Gather every line of the listing below that contains the word "instance", matching case exactly.

Exercise inputs >>
⟨
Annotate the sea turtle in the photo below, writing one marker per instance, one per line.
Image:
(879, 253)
⟩
⟨
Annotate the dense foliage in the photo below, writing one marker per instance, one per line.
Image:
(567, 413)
⟩
Written solution >>
Annotate the sea turtle in the photo below, writing one marker per instance, one per line.
Annotate the dense foliage in the photo below, writing one marker per instance, one per line.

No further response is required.